##### Given entries

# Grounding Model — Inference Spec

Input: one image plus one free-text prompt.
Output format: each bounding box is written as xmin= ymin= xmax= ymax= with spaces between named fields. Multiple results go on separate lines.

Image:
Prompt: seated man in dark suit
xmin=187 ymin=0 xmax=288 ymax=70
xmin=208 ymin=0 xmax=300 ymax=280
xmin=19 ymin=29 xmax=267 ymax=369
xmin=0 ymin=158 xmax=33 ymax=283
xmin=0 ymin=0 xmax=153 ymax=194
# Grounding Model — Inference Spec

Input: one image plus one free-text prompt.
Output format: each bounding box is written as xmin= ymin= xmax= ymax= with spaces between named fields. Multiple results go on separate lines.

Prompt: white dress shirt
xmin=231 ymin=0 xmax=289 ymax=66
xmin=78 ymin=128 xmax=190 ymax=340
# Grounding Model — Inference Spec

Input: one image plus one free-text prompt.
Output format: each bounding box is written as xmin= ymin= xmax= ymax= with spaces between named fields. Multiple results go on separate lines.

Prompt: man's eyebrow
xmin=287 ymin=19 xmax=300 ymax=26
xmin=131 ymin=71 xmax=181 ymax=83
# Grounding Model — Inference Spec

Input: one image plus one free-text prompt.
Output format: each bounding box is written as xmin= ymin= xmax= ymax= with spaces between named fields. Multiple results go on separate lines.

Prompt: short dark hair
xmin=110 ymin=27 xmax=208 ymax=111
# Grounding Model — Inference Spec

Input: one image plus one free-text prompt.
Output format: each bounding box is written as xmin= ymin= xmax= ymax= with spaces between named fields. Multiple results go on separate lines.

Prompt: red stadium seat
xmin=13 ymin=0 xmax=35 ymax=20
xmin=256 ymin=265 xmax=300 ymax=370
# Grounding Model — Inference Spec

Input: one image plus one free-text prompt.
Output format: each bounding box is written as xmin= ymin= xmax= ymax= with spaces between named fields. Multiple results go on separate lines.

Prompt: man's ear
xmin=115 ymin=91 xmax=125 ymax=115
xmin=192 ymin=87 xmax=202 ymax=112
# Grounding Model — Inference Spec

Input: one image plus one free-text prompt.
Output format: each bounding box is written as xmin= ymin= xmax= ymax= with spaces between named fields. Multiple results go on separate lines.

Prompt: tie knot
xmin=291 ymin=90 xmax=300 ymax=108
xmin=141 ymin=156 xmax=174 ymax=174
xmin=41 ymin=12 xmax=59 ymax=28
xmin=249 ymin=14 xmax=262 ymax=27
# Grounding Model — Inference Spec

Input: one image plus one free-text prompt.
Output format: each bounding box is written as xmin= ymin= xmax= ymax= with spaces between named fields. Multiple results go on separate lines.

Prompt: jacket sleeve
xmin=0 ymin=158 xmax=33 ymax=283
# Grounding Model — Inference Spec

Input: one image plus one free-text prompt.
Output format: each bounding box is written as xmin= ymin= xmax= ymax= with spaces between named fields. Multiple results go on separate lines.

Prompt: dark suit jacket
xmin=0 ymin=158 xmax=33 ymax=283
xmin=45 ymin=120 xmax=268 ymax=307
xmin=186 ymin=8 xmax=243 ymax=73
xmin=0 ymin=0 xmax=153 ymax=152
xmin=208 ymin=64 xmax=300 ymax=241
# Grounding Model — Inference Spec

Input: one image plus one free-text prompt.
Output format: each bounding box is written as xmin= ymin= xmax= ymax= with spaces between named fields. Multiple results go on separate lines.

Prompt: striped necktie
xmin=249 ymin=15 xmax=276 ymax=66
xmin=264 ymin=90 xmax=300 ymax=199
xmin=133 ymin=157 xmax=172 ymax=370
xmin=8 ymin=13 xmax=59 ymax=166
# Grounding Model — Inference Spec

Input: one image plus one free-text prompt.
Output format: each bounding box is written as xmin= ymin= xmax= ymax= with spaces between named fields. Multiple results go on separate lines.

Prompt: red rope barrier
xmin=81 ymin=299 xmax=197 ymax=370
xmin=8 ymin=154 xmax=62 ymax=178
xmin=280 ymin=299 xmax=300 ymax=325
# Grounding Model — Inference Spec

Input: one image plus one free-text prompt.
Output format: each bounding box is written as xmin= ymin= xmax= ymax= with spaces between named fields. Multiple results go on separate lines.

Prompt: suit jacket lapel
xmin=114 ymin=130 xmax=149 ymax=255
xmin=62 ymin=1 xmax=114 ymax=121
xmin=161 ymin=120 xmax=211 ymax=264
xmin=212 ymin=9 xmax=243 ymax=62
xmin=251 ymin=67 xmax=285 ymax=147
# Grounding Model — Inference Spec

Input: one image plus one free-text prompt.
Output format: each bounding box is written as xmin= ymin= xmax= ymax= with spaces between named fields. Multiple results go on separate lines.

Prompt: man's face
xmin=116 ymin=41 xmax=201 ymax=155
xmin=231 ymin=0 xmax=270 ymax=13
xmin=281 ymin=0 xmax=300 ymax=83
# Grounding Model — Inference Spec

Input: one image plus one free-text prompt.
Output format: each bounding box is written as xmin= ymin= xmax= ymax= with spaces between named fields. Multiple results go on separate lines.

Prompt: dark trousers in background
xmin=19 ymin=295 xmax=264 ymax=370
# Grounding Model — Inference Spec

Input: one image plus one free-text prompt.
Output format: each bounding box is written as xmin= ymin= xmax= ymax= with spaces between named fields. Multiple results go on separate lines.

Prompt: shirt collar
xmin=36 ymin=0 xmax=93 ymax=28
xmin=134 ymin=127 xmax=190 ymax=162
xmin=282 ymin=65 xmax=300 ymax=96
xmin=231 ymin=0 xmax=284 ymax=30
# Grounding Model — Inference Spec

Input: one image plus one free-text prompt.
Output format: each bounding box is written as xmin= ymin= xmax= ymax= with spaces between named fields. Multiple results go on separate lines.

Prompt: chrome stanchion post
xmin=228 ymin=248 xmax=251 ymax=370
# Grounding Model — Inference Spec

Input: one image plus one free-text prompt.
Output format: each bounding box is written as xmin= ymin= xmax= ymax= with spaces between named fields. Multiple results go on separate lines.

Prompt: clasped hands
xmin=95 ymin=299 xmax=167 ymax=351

##########

**Written exercise:**
Write out the records above line for line, with no changes.

**Response:**
# Grounding Model — Inference Spec

Input: one image plus one free-text prompt.
Output format: each bounding box is written as xmin= ymin= xmax= ymax= with spaces between named fields. Multiple results go on separate lines.

Image:
Prompt: seated man in dark suit
xmin=187 ymin=0 xmax=288 ymax=70
xmin=208 ymin=0 xmax=300 ymax=280
xmin=19 ymin=29 xmax=267 ymax=369
xmin=0 ymin=158 xmax=33 ymax=283
xmin=0 ymin=0 xmax=153 ymax=194
# Grounding Model — Inference Spec

Input: one image plus one free-text prompt.
Output format: each bounding box is written as xmin= ymin= xmax= ymax= with spaces between named fields. Multiple results go on separate lines.

Prompt: white dress shirt
xmin=231 ymin=0 xmax=289 ymax=66
xmin=78 ymin=128 xmax=190 ymax=340
# Grounding Model — Inference Spec

Input: one image plus one free-text prompt.
Output format: each bounding box is written as xmin= ymin= xmax= ymax= with spaces between named fields. Multiple results go on separate lines.

Prompt: man's eyebrow
xmin=287 ymin=19 xmax=300 ymax=26
xmin=131 ymin=71 xmax=181 ymax=83
# Grounding Model — Inference Spec

Input: one image plus one free-text prompt.
Output format: each bounding box is written as xmin= ymin= xmax= ymax= with spaces between named fields. Multiple results go on separate lines.

Prompt: short dark hair
xmin=110 ymin=27 xmax=208 ymax=111
# Grounding Model — Inference Spec

Input: one image plus one free-text prompt.
Output format: each bounding box is written as xmin= ymin= xmax= ymax= with spaces between named fields. Multiple results go on separate lines.

Prompt: red stadium seat
xmin=13 ymin=0 xmax=35 ymax=20
xmin=256 ymin=265 xmax=300 ymax=370
# Grounding Model — Inference Spec

Input: one image plus one free-text prompt.
Output format: each bounding box is written as xmin= ymin= xmax= ymax= with spaces between named fields. Multiple results go on separate lines.

Prompt: man's ear
xmin=115 ymin=91 xmax=125 ymax=115
xmin=192 ymin=87 xmax=202 ymax=112
# Grounding Model — Inference Spec

Input: one image plus one free-text prompt.
Output format: each bounding box is written as xmin= ymin= xmax= ymax= with spaces between named fields. Multiple results go on separate lines.

Prompt: tie knot
xmin=291 ymin=90 xmax=300 ymax=108
xmin=141 ymin=156 xmax=174 ymax=174
xmin=41 ymin=12 xmax=59 ymax=28
xmin=249 ymin=14 xmax=262 ymax=27
# Grounding Model — Inference Spec

Input: one image plus one free-text prompt.
Output format: each bounding box is written as xmin= ymin= xmax= ymax= with spaces between named fields. Multiple results go on separate lines.

Prompt: jacket sleeve
xmin=0 ymin=158 xmax=33 ymax=283
# Grounding Model — Inference Spec

Input: one image plus one free-text prompt.
Output format: each bounding box is written as xmin= ymin= xmax= ymax= with spaces between named fields. Multiple results go on separate lines.

Prompt: dark suit jacket
xmin=0 ymin=158 xmax=33 ymax=283
xmin=45 ymin=120 xmax=268 ymax=307
xmin=186 ymin=8 xmax=243 ymax=73
xmin=0 ymin=0 xmax=153 ymax=152
xmin=208 ymin=64 xmax=300 ymax=241
# Grounding Model — Inference Spec

Input: one image plus one free-text prompt.
Output format: each bounding box is written as xmin= ymin= xmax= ymax= with spaces between named fields. Multiple results go on separate lines.

Prompt: striped necktie
xmin=249 ymin=15 xmax=276 ymax=66
xmin=264 ymin=90 xmax=300 ymax=199
xmin=133 ymin=157 xmax=172 ymax=370
xmin=8 ymin=13 xmax=59 ymax=166
# Grounding Model — Inference Spec

Input: one image plus one free-text prompt.
Output format: each bounding box is written as xmin= ymin= xmax= ymax= with spaces between named fields. Multiple results go on separate lines.

Prompt: red rope barrier
xmin=81 ymin=299 xmax=197 ymax=370
xmin=8 ymin=154 xmax=62 ymax=178
xmin=280 ymin=299 xmax=300 ymax=325
# Grounding Model — Inference Spec

Input: one image plus one free-text prompt.
Output format: each bounding box is written as xmin= ymin= xmax= ymax= with spaces between named fields. Multiple results go on separate lines.

Prompt: suit jacket lapel
xmin=114 ymin=130 xmax=149 ymax=255
xmin=62 ymin=1 xmax=114 ymax=121
xmin=161 ymin=120 xmax=211 ymax=264
xmin=212 ymin=9 xmax=243 ymax=62
xmin=251 ymin=67 xmax=285 ymax=147
# Grounding Model — Inference Spec

Input: one image plus one free-text prompt.
Output format: each bounding box is written as xmin= ymin= xmax= ymax= with spaces between named fields. Multiple results go on separate lines.

Prompt: man's face
xmin=116 ymin=41 xmax=201 ymax=155
xmin=231 ymin=0 xmax=270 ymax=13
xmin=281 ymin=0 xmax=300 ymax=83
# Grounding Model — Inference Spec

Input: one image plus one free-text prompt.
Output format: each bounding box is written as xmin= ymin= xmax= ymax= with spaces between named fields. Multiple results go on separate lines.

Prompt: dark trousers in background
xmin=19 ymin=295 xmax=264 ymax=370
# Grounding Model — Inference Spec

Input: one image plus one free-text prompt.
Output format: each bounding box is written as xmin= ymin= xmax= ymax= with spaces between named fields. Multiple results go on separate lines.

Prompt: shirt collar
xmin=36 ymin=0 xmax=93 ymax=28
xmin=134 ymin=127 xmax=190 ymax=162
xmin=282 ymin=65 xmax=300 ymax=96
xmin=231 ymin=0 xmax=284 ymax=30
# Grounding Model — Inference Spec

Input: one image plus one free-text prompt.
Output format: each bounding box is written as xmin= ymin= xmax= ymax= with spaces between named fields. Multiple results go on separate lines.

Prompt: chrome stanchion post
xmin=228 ymin=248 xmax=251 ymax=370
# Grounding Model — Inference Spec

Input: one image plus one free-text prompt.
Output format: each bounding box is written as xmin= ymin= xmax= ymax= with spaces between named fields. Multiple results go on separate lines.

Prompt: clasped hands
xmin=95 ymin=299 xmax=167 ymax=351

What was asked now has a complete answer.